* Given entries
┌──

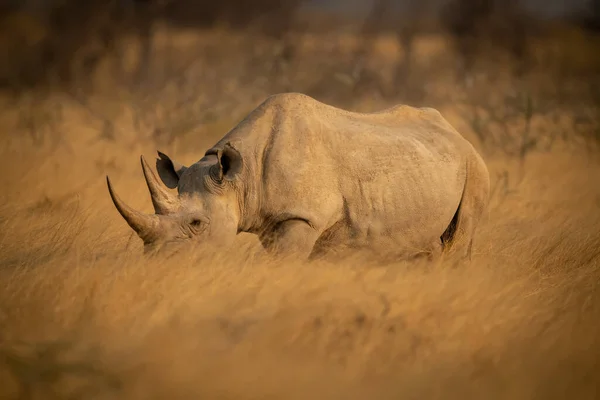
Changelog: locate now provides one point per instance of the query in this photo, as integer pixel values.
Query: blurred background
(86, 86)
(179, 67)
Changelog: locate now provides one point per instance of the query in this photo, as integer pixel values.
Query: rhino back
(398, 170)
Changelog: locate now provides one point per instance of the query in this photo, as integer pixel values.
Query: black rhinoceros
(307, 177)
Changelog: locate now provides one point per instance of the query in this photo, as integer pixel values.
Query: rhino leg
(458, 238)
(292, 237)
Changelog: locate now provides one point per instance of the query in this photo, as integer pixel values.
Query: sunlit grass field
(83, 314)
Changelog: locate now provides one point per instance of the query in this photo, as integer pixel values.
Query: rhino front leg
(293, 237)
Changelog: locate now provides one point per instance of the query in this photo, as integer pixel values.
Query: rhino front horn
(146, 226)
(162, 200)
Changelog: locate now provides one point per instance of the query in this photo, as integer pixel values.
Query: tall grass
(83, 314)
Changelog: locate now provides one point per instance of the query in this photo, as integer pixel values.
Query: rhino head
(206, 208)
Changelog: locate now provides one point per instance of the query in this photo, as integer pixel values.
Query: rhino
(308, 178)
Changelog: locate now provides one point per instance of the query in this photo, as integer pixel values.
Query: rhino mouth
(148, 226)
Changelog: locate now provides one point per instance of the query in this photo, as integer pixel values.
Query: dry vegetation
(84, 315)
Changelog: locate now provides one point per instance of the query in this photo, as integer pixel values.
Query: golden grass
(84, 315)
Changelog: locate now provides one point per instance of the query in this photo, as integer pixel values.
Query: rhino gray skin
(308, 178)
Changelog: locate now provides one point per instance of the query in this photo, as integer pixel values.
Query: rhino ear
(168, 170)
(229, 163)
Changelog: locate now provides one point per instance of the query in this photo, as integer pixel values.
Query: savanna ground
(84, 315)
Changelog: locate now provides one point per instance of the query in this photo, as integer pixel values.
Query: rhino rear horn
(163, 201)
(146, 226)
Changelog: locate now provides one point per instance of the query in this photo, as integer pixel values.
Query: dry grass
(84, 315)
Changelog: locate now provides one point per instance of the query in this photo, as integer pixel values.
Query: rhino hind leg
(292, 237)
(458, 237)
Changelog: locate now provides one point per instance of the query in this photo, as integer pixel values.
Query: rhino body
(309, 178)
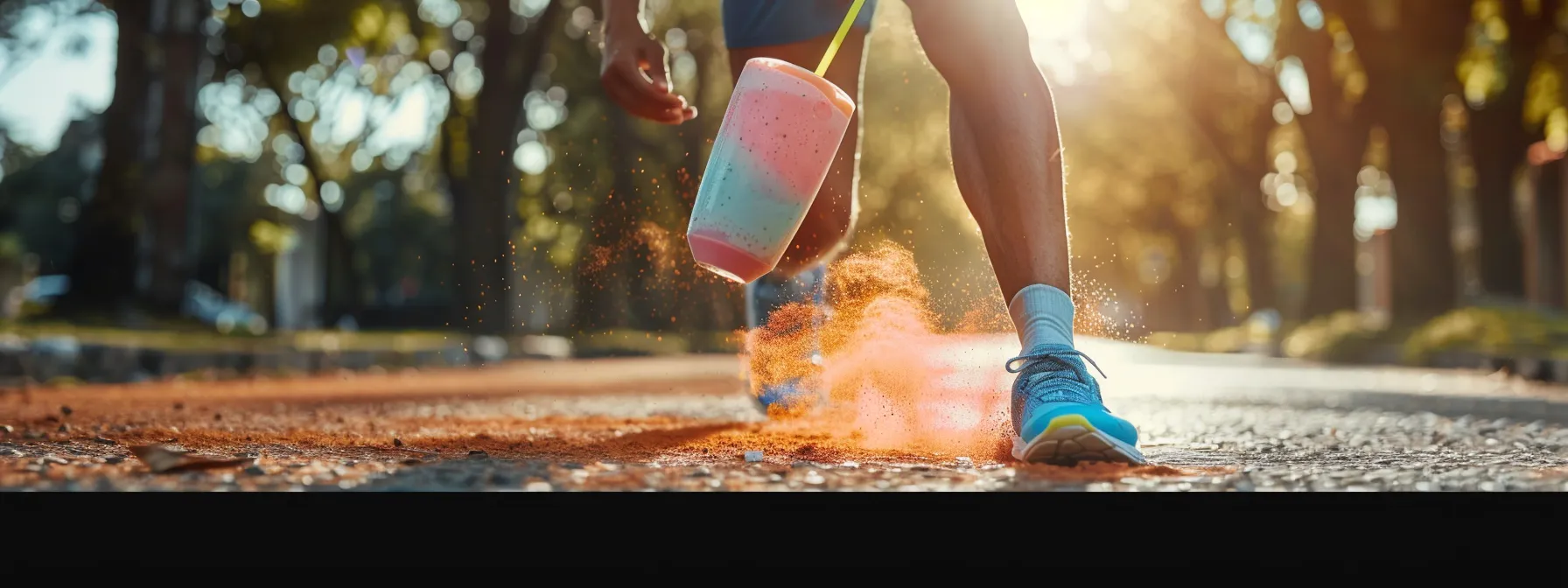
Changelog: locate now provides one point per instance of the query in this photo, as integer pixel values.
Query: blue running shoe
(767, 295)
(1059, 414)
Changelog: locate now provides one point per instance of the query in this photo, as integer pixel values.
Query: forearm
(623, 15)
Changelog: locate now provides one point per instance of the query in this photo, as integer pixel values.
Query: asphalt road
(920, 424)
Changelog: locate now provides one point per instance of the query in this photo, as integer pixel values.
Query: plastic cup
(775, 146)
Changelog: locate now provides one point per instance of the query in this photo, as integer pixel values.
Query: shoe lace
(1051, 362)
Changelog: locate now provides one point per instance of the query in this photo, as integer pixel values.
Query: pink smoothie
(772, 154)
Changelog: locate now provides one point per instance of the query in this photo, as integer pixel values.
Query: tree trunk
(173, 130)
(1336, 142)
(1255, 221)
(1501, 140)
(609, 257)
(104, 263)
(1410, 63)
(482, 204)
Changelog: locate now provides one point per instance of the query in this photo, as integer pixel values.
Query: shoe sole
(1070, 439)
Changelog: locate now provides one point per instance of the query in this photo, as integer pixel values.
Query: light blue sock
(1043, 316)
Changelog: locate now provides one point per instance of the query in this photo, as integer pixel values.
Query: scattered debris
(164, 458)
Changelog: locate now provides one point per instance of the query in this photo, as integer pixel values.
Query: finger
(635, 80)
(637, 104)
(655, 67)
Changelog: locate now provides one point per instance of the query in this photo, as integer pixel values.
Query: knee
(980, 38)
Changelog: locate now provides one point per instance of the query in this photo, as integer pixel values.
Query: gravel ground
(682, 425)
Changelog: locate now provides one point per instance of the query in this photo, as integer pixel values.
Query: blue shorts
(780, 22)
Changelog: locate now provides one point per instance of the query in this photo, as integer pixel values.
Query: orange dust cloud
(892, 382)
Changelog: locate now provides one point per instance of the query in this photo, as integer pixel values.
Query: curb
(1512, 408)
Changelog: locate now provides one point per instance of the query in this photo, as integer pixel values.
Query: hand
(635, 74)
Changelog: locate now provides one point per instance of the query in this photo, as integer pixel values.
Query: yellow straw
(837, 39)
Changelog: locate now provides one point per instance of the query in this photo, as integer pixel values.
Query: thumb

└──

* Aim of the task
Omitting the images, transcribe every record exactly.

* Solution
Changelog: locate now provides one point per instance of the query in this photo, as integer pixel values.
Query: blurred background
(86, 86)
(179, 67)
Changelog: locate now provides one point per instance of the query in this photo, as integer pixel values.
Query: rhino back
(398, 170)
Changelog: locate now provides one point per instance of the query in this photo, as integer pixel values.
Query: black rhinoceros
(307, 177)
Changelog: locate now provides one point per instance of the query in this photo, as integer pixel values.
Query: rhino leg
(458, 238)
(292, 237)
Changelog: locate now provides one point per instance of the query in this photo, as integer pixel values.
Query: sunlit grass field
(83, 314)
Changelog: locate now provides one point per instance of the query in this photo, as integer pixel values.
Query: rhino front leg
(293, 237)
Changelog: locate now provides one point per instance of the query in this photo, as integer pixel values.
Query: rhino front horn
(146, 226)
(162, 200)
Changelog: locate now provides one point per instance of the query in this photo, as integer pixel values.
Query: tall grass
(83, 314)
Changelog: locate now provides one point per instance of the query in this photo, as integer pixel values.
Query: rhino head
(206, 208)
Changelog: locate now provides one point per instance of the query in this photo, as integer pixel values.
Query: rhino
(308, 178)
Changelog: locate now provides one point per instance of the query in this photo, as integer pixel values.
Query: rhino mouth
(148, 226)
Changelog: locate now provides one point per instance of the query in this photo, as integer pixel values.
Query: dry vegetation
(84, 315)
Changelog: locate now provides one point per instance of the query in this photo, as integer pixel values.
Query: golden grass
(84, 315)
Changelog: locate now provides one point per instance of the query in this photo, as integer pixel values.
Query: rhino gray skin
(308, 178)
Changelog: locate now provides one point per instance of the query in this photo, as integer pixel values.
Query: rhino ear
(168, 170)
(229, 163)
Changelog: locate now provides one point per instance of the query in this photo, as integer pixel values.
Query: savanna ground
(84, 315)
Changelog: locate now provides one point per instance of the query in this photo, as integer pixel values.
Query: rhino rear horn
(163, 201)
(146, 226)
Changelog: locate now provides one point per instance of the query in this photo, as integer pixel values.
Query: dry grass
(84, 315)
Changelog: locate now provides one point per instance of the query in this photo, as integer pixel values.
Query: rhino hind leg
(292, 237)
(458, 237)
Changelog: locate now provides one point per instance of the query in this photo, as integer pixel values.
Query: rhino body
(309, 178)
Changelog: locate now provides one point per instance of the query in this photo, as integer pixel values.
Query: blue running shoe
(767, 295)
(1059, 414)
Changelog: locate now provides one point per instance of the query in this photo, as integer pixel values.
Query: forearm
(623, 15)
Changelog: locate now provides one point per instance of the query in this photo, as integer pixel values.
Query: asphalt road
(920, 424)
Changelog: locate now provides one point per instance of the query in this photo, as integer pixel values.
Query: plastic cup
(775, 146)
Changelog: locate now provides one point per instance of the query in this photo, as integer pixel values.
Query: shoe lace
(1051, 362)
Changelog: locate now provides one point per instance of the query in this photo, as integer pixel values.
Query: pink smoothie
(772, 154)
Changelog: locate now provides one point per instance of the query in this photo, as integer pixel values.
Query: tree trunk
(173, 130)
(1336, 142)
(1255, 221)
(1501, 140)
(609, 257)
(104, 263)
(1410, 63)
(482, 204)
Changelog: locate now provides one point per instance of the query in this photo, as integer pixel values.
Query: shoe sole
(1070, 439)
Changelog: locate now provides one point per instance of the query in this photo, as integer pixel values.
Query: light blue sock
(1043, 316)
Changelog: locate now provides one point per instance of the query in this photo, as integer pixel values.
Query: scattered debris
(164, 458)
Changelog: locate now provides one point per instance of the query in this photo, as integer pixel values.
Query: finger
(635, 80)
(637, 104)
(655, 67)
Changelog: locate now provides one point per instance of the query in this photo, as integer pixel values.
Query: knee
(980, 38)
Changelog: locate now provides one point per instance of the query in this photo, as integer pixel values.
Query: gravel ground
(682, 425)
Changelog: locate now provides one point per instance of the query in this photo, as integer pixel values.
Query: blue shorts
(780, 22)
Changelog: locate now provides one point per instance of the query in this photo, as integer pixel values.
Query: orange dust cloud
(892, 382)
Changelog: locate now provides one point per instance of the query in this photo, as integer pixel values.
Query: curb
(1512, 408)
Changelog: locate now provides one point per instance of the query in this photo, as integer pixel values.
Query: hand
(635, 74)
Changelog: locate now provides one point per instance of the query in this photo, as integer pixel values.
Query: yellow straw
(837, 39)
Changelog: locate now provides one point per instance of the query in this photo, as integer pixel values.
Query: thumb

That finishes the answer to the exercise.